Objective -
Please recast the items below as a JSON list of strings, one string per line, leaving out any blank lines.
-- start of Record set --
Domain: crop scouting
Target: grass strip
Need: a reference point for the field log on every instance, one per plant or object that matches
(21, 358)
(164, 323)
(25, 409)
-- end of Record set --
Full output -
[
  "Domain: crop scouting",
  "Target: grass strip",
  "Need: a reference point for the field log on every instance, one per plant or object that matches",
  "(21, 358)",
  "(164, 323)",
  "(25, 409)"
]